- **INFORMATION SHOWN**:
* Begin *

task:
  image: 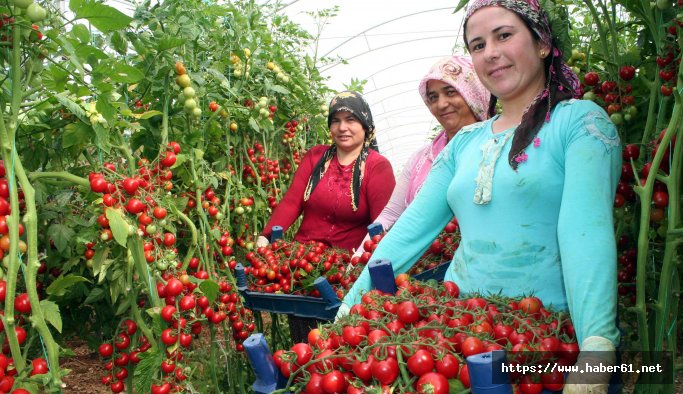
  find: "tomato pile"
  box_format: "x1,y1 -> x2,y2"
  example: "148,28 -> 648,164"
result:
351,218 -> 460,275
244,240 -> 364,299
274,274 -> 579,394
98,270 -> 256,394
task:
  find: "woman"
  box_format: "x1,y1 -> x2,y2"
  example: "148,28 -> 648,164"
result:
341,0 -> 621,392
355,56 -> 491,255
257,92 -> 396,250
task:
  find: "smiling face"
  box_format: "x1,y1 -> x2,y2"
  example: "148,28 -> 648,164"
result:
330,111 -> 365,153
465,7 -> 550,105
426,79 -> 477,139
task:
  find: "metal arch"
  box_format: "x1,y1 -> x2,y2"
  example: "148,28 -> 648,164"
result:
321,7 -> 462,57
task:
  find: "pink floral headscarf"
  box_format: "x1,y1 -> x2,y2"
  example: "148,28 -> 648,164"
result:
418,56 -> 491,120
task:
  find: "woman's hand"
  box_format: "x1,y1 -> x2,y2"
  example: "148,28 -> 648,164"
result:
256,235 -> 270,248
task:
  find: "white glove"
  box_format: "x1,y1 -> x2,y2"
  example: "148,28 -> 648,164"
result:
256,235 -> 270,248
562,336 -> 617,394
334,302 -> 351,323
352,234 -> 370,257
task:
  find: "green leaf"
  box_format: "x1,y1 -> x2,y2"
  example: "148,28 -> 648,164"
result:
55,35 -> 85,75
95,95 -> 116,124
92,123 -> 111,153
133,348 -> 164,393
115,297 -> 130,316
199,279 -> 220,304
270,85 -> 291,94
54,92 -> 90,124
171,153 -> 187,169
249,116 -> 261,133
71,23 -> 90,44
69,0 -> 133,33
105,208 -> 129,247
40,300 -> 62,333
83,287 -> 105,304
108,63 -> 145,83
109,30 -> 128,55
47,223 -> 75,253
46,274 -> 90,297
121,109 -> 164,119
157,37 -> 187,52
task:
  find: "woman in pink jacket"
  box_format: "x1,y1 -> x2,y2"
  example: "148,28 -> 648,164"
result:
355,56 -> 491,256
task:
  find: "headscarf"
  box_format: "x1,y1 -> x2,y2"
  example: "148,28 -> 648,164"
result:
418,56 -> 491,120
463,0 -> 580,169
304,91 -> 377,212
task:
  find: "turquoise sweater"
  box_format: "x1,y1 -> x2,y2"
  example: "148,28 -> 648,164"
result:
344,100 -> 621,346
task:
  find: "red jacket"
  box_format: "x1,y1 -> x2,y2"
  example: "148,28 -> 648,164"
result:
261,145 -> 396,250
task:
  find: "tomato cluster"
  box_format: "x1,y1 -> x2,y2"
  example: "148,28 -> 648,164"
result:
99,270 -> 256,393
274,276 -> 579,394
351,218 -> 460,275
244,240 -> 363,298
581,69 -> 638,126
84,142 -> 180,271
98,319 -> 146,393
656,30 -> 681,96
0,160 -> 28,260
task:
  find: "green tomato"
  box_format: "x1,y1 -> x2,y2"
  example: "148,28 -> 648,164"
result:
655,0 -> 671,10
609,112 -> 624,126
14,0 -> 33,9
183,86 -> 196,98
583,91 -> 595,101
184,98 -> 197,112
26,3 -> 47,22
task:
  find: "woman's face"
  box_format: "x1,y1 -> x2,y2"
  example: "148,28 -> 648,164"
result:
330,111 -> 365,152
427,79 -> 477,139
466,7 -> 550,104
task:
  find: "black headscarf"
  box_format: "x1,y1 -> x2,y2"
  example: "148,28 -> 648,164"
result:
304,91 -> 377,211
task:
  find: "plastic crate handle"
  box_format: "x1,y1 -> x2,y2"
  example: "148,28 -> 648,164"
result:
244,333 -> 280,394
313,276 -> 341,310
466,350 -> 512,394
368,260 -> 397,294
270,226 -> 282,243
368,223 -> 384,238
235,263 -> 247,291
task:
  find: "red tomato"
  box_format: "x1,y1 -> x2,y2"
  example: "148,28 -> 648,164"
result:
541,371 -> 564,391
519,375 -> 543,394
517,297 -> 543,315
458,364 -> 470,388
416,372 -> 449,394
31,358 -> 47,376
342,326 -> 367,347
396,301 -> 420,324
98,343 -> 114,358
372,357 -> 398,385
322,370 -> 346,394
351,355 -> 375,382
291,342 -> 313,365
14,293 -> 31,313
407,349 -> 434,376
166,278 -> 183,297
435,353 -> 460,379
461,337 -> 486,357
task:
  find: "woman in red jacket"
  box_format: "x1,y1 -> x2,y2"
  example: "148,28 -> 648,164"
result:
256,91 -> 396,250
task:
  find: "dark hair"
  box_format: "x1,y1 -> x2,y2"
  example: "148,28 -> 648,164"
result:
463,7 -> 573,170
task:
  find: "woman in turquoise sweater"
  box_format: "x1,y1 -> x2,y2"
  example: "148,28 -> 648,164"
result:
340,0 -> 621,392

* End *

- **WORK REQUIRED**: Please reproduce the lines above, from the first line through the line containing "261,145 -> 396,250", both ends included. Leave the pictures out of your answer.

- **RESULT**:
task:
  image: 
  find: "tomato pile"
  box_format: "x1,y1 -> x2,y2"
  example: "148,28 -> 648,164"
result:
351,218 -> 460,275
244,240 -> 364,299
274,274 -> 579,394
98,270 -> 256,394
task:
  find: "woman"
  box_format: "x1,y1 -> x2,y2"
  example: "148,28 -> 648,164"
result:
341,0 -> 621,392
355,56 -> 491,255
257,92 -> 396,250
task:
  find: "smiling face"
  box_format: "x1,y1 -> x2,y2"
  example: "148,28 -> 648,164"
result:
330,111 -> 365,153
465,7 -> 550,105
426,79 -> 477,139
task:
  find: "metal arch"
  box_format: "x1,y1 -> x2,y2"
  example: "148,28 -> 648,164"
result:
321,7 -> 462,57
task:
  find: "pink floral headscarf"
  box_format: "x1,y1 -> x2,y2"
  example: "148,28 -> 648,164"
result:
418,56 -> 491,120
task:
  find: "woman's hand"
  box_format: "x1,y1 -> x2,y2"
  example: "148,28 -> 648,164"
result:
256,235 -> 270,248
task:
  find: "white glove"
  box_format: "x1,y1 -> x2,y2"
  example: "148,28 -> 648,164"
result:
256,235 -> 270,248
562,336 -> 617,394
334,302 -> 351,323
352,234 -> 370,257
task:
  find: "green leaf"
  box_format: "x1,y1 -> x2,y2"
  example: "148,28 -> 648,164"
result:
55,35 -> 85,75
95,95 -> 116,124
92,123 -> 111,153
133,348 -> 164,393
115,297 -> 130,316
199,279 -> 220,304
270,85 -> 291,94
54,92 -> 90,124
171,153 -> 187,169
249,116 -> 261,133
71,23 -> 90,44
69,0 -> 133,33
105,208 -> 129,247
40,300 -> 62,333
83,287 -> 105,304
108,63 -> 145,83
109,30 -> 128,55
47,223 -> 75,253
46,274 -> 90,297
121,109 -> 164,119
157,37 -> 187,52
task:
  find: "woman in pink jacket"
  box_format: "x1,y1 -> x2,y2"
  example: "148,28 -> 648,164"
result:
355,56 -> 491,256
task:
  find: "headscarf"
  box_format: "x1,y1 -> x2,y2"
  example: "148,28 -> 648,164"
result:
418,56 -> 491,120
463,0 -> 580,169
304,91 -> 377,212
task:
  find: "turquoise sweater"
  box_format: "x1,y1 -> x2,y2"
  example: "148,28 -> 648,164"
result:
344,100 -> 621,346
task:
  find: "red jacket"
  box_format: "x1,y1 -> x2,y2"
  example: "148,28 -> 648,164"
result:
261,145 -> 396,250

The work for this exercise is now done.